- [WHAT YOU SHOULD DO]:
Copy every one of the following records word for word, leaving each line unchanged.

BEGIN RECORDS PROVIDED

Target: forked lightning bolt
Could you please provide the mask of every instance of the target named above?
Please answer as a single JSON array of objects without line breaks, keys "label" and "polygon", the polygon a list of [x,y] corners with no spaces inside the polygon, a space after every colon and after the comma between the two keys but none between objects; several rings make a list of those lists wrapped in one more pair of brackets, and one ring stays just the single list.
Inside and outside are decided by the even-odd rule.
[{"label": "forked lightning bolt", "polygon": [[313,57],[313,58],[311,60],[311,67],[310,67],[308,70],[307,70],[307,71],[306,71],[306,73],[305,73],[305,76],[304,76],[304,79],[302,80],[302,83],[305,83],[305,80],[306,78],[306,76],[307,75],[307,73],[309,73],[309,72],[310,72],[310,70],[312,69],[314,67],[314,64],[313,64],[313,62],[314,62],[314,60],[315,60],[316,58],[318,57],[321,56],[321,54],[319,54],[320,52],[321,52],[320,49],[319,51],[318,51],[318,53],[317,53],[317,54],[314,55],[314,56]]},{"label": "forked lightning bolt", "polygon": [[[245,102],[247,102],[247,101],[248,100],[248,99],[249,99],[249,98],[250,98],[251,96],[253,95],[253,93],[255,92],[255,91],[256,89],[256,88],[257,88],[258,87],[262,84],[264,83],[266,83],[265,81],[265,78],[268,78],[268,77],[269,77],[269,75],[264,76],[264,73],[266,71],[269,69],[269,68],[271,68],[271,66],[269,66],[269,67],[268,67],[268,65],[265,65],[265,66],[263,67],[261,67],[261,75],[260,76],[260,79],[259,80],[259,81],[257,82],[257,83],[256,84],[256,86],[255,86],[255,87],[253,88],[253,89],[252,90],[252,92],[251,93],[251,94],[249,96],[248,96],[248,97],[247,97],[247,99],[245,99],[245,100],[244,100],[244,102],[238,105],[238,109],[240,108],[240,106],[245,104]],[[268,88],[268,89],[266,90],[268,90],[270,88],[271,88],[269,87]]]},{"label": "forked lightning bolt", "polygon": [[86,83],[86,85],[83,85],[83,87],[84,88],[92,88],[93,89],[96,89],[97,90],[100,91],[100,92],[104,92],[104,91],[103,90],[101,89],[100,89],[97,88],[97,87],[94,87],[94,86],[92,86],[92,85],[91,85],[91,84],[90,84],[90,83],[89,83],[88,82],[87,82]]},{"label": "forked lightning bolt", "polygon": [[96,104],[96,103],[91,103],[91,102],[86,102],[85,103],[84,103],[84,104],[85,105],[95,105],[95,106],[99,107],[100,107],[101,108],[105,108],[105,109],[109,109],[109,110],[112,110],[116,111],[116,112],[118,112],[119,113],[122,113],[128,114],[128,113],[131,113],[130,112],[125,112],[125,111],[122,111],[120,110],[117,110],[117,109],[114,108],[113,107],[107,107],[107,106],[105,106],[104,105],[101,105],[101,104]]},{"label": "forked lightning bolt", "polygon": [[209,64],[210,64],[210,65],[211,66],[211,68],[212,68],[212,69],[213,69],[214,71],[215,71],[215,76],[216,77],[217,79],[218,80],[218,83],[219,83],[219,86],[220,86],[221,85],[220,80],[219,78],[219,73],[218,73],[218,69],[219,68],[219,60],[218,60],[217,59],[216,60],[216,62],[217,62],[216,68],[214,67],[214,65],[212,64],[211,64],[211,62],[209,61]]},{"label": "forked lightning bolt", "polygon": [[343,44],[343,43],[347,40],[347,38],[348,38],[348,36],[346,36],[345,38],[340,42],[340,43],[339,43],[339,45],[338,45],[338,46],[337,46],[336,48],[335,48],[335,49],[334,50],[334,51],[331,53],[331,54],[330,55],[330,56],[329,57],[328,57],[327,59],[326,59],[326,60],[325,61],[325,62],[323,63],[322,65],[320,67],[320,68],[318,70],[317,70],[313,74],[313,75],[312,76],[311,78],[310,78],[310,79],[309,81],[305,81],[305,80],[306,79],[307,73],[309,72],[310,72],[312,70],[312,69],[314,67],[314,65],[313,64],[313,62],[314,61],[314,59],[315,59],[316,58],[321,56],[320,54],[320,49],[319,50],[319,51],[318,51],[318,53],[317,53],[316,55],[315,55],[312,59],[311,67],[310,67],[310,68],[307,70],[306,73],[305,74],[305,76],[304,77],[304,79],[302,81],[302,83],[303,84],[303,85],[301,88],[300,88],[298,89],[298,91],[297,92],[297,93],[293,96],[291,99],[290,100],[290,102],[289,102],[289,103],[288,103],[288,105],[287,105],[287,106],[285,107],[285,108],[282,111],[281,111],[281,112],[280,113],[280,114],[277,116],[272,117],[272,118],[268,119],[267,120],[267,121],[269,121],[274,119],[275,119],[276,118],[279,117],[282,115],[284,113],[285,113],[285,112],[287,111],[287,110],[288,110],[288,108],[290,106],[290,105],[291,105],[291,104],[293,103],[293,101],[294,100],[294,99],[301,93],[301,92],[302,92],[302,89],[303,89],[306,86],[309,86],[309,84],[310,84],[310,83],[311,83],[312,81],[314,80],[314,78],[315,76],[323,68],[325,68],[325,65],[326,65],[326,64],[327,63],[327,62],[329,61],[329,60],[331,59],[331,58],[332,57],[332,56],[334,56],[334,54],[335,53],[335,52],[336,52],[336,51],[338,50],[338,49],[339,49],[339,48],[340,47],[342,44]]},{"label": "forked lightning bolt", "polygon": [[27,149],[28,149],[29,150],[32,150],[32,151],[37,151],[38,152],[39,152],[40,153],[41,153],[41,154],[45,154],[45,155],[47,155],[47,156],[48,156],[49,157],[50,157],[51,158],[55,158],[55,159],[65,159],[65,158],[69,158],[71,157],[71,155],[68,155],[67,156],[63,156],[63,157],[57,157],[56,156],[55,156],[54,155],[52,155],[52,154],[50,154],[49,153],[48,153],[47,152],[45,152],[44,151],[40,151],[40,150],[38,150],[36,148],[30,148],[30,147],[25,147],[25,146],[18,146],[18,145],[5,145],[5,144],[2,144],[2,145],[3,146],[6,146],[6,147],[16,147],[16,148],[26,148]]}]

END RECORDS PROVIDED

- [RESULT FOR THIS EXERCISE]:
Target: forked lightning bolt
Could you please provide the mask of every instance of the target named above?
Please answer as a single JSON array of objects without line breaks, keys "label" and "polygon", the polygon a list of [x,y] corners with no spaces inside the polygon, a space after every colon and after the comma between the two keys but none between objects; several rings make a list of those lists wrapped in one more pair of brackets, and one ring stays just the single list.
Inside and outside are decided by the even-odd rule.
[{"label": "forked lightning bolt", "polygon": [[313,57],[313,58],[311,60],[311,67],[310,67],[308,70],[307,70],[307,71],[306,71],[306,73],[305,73],[305,76],[304,76],[304,79],[302,80],[302,83],[305,83],[305,80],[306,78],[306,76],[307,75],[307,73],[309,73],[309,72],[310,72],[310,70],[312,69],[314,67],[314,64],[313,64],[313,62],[314,62],[314,60],[315,60],[316,58],[318,57],[321,56],[321,54],[319,54],[320,52],[321,52],[320,49],[319,51],[318,51],[318,53],[317,53],[317,54],[314,55],[314,56]]},{"label": "forked lightning bolt", "polygon": [[[245,102],[247,102],[247,101],[248,100],[248,99],[249,99],[249,98],[250,98],[251,96],[253,95],[253,93],[255,92],[255,91],[256,89],[256,88],[257,88],[258,87],[262,84],[264,83],[266,83],[265,81],[265,78],[268,78],[268,77],[269,77],[269,75],[264,76],[264,73],[266,71],[269,69],[269,68],[271,68],[271,66],[269,66],[269,67],[268,67],[268,65],[265,65],[265,66],[263,67],[261,67],[261,75],[260,76],[260,79],[259,80],[259,81],[257,82],[257,83],[256,84],[256,86],[255,86],[255,87],[253,88],[253,89],[252,90],[252,92],[251,93],[251,94],[249,96],[248,96],[248,97],[247,97],[247,99],[245,99],[245,100],[244,100],[244,102],[238,105],[238,109],[240,108],[240,106],[245,104]],[[268,88],[268,89],[266,90],[268,90],[270,88],[271,88],[269,87]]]},{"label": "forked lightning bolt", "polygon": [[86,83],[86,85],[83,85],[83,87],[84,88],[92,88],[93,89],[96,89],[97,90],[100,91],[100,92],[104,92],[104,91],[103,90],[101,89],[100,89],[97,88],[97,87],[94,87],[94,86],[92,86],[92,85],[91,85],[91,84],[90,84],[90,83],[89,83],[88,82],[87,82]]},{"label": "forked lightning bolt", "polygon": [[96,104],[96,103],[91,103],[91,102],[86,102],[85,103],[84,103],[84,104],[85,105],[95,105],[95,106],[99,107],[100,107],[101,108],[105,108],[105,109],[109,109],[109,110],[112,110],[116,111],[116,112],[118,112],[119,113],[122,113],[128,114],[128,113],[131,113],[130,112],[125,112],[125,111],[122,111],[120,110],[117,110],[117,109],[114,108],[113,107],[107,107],[107,106],[105,106],[104,105],[101,105],[101,104]]},{"label": "forked lightning bolt", "polygon": [[209,64],[210,64],[210,65],[211,66],[211,68],[212,68],[212,69],[213,69],[214,71],[215,71],[215,76],[216,77],[217,79],[218,80],[218,83],[219,83],[219,86],[220,86],[221,85],[220,80],[219,78],[219,73],[218,73],[218,69],[219,68],[219,60],[218,60],[217,59],[216,60],[216,62],[217,62],[216,68],[214,67],[214,65],[212,64],[211,64],[211,62],[209,61]]},{"label": "forked lightning bolt", "polygon": [[343,44],[343,43],[347,40],[347,38],[348,38],[348,36],[346,36],[345,38],[340,42],[340,43],[339,43],[339,45],[338,45],[338,46],[337,46],[336,48],[335,48],[335,49],[334,50],[334,51],[331,53],[331,54],[330,55],[330,56],[329,57],[328,57],[327,59],[326,59],[326,60],[325,61],[325,62],[323,63],[322,65],[320,67],[320,68],[318,70],[317,70],[313,74],[313,75],[312,76],[311,78],[310,78],[310,79],[309,81],[305,81],[305,80],[306,79],[307,73],[309,72],[310,72],[312,70],[312,69],[314,67],[314,65],[313,64],[313,62],[314,61],[314,59],[315,59],[316,58],[321,56],[320,54],[320,49],[319,50],[319,51],[318,51],[318,53],[317,53],[316,55],[315,55],[312,59],[311,67],[310,67],[310,68],[307,70],[306,73],[305,74],[305,76],[304,77],[304,79],[302,81],[302,83],[303,84],[303,85],[301,88],[300,88],[298,89],[298,91],[297,92],[297,93],[293,96],[291,99],[290,100],[290,102],[289,102],[289,103],[288,103],[288,105],[287,105],[287,106],[285,107],[285,108],[282,111],[281,111],[281,112],[280,113],[280,114],[277,116],[272,117],[272,118],[268,119],[267,120],[267,121],[269,121],[274,119],[275,119],[276,118],[279,117],[282,115],[284,113],[285,113],[285,112],[287,111],[287,110],[288,110],[288,108],[290,106],[290,105],[291,105],[291,104],[293,103],[293,101],[294,100],[294,99],[301,93],[301,92],[302,92],[302,89],[303,89],[306,86],[309,86],[309,84],[310,84],[310,83],[311,83],[312,81],[314,80],[314,78],[315,76],[323,68],[325,68],[325,65],[326,65],[326,64],[327,63],[327,62],[329,61],[329,60],[331,59],[331,58],[332,57],[332,56],[334,56],[334,54],[335,53],[335,52],[336,52],[336,51],[338,50],[338,49],[339,49],[339,48],[340,47],[342,44]]},{"label": "forked lightning bolt", "polygon": [[27,149],[28,149],[29,150],[32,150],[32,151],[37,151],[38,152],[39,152],[40,153],[41,153],[41,154],[45,154],[45,155],[47,155],[47,156],[48,156],[49,157],[50,157],[51,158],[55,158],[55,159],[65,159],[65,158],[69,158],[71,157],[71,155],[68,155],[67,156],[63,156],[63,157],[57,157],[56,156],[55,156],[54,155],[52,155],[52,154],[50,154],[49,153],[48,153],[47,152],[45,152],[44,151],[40,151],[40,150],[38,150],[36,148],[30,148],[30,147],[25,147],[25,146],[18,146],[18,145],[5,145],[5,144],[2,144],[2,145],[3,146],[6,146],[6,147],[16,147],[16,148],[26,148]]}]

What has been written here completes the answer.